## RECORDS FOR THIS TASK

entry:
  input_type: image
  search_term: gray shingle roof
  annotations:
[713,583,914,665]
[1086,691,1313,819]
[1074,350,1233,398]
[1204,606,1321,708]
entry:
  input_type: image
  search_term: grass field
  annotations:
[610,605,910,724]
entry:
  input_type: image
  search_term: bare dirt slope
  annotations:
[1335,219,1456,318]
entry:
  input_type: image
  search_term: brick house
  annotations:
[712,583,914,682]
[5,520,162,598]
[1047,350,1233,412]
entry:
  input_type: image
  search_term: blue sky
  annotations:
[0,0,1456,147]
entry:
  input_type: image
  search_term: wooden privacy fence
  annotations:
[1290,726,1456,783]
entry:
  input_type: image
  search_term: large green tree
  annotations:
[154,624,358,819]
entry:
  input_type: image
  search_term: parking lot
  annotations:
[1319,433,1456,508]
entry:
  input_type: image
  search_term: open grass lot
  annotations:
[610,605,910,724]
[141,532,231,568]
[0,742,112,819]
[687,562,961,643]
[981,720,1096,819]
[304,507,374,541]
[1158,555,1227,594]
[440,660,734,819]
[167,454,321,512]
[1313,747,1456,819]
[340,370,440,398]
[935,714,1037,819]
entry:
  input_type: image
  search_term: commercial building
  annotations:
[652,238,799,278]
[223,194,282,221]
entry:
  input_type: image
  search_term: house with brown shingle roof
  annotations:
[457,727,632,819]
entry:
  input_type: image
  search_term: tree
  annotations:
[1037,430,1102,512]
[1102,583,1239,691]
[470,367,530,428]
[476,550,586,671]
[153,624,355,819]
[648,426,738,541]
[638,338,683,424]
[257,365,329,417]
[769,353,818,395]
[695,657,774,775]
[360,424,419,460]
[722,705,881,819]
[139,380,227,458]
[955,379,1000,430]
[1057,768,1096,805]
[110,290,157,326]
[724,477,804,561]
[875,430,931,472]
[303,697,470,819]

## GOAL
Reproduce the data above in full, substituting "label" for every occurrence of "search_term" and leaving everything else unchanged.

## RESULT OF THIS TASK
entry:
  input_type: image
  label: gray shingle roof
  annotations:
[713,583,914,665]
[1086,691,1313,819]
[1074,350,1233,398]
[1204,606,1321,708]
entry:
  input_type: image
  label: grass field
  annotations:
[610,605,910,724]
entry:
  input_type: image
  label: bare dirt slope
  annotations:
[1335,219,1456,318]
entry:
  input_type: image
  label: brick house
  annotations:
[712,583,914,682]
[5,520,162,598]
[1047,350,1233,412]
entry:
  input_type: image
  label: blue sky
  annotations:
[0,0,1456,147]
entry:
  input_type: image
  label: wooden privacy fence
  annotations:
[1290,726,1456,783]
entry:
  input_type: image
  label: large green tree
  annotations:
[154,624,358,819]
entry:
  input_type: image
  label: parking lot
  annotations:
[1319,433,1456,508]
entry:
  input_type: image
  label: open grass lot
  annotations:
[610,605,910,724]
[141,532,231,568]
[0,742,112,819]
[687,562,961,643]
[981,720,1096,819]
[304,507,374,541]
[1158,555,1227,594]
[440,660,734,819]
[167,454,321,512]
[1313,747,1456,819]
[340,370,440,398]
[935,714,1037,819]
entry:
  input_type: image
  label: commercial building
  annotations:
[652,238,799,278]
[223,194,282,221]
entry:
  input_type: image
  label: house with brown shingle roof
  annotations:
[457,727,632,819]
entry:
  input_type: image
  label: tree
  annotations:
[1037,430,1102,512]
[1102,583,1239,691]
[470,367,530,428]
[476,550,586,671]
[153,624,355,819]
[648,426,738,541]
[638,338,683,424]
[257,365,329,417]
[769,353,818,395]
[695,657,774,775]
[360,424,419,460]
[722,705,881,819]
[139,380,227,458]
[955,379,1000,430]
[1057,768,1096,805]
[110,290,157,326]
[724,477,804,561]
[875,430,931,472]
[303,697,470,819]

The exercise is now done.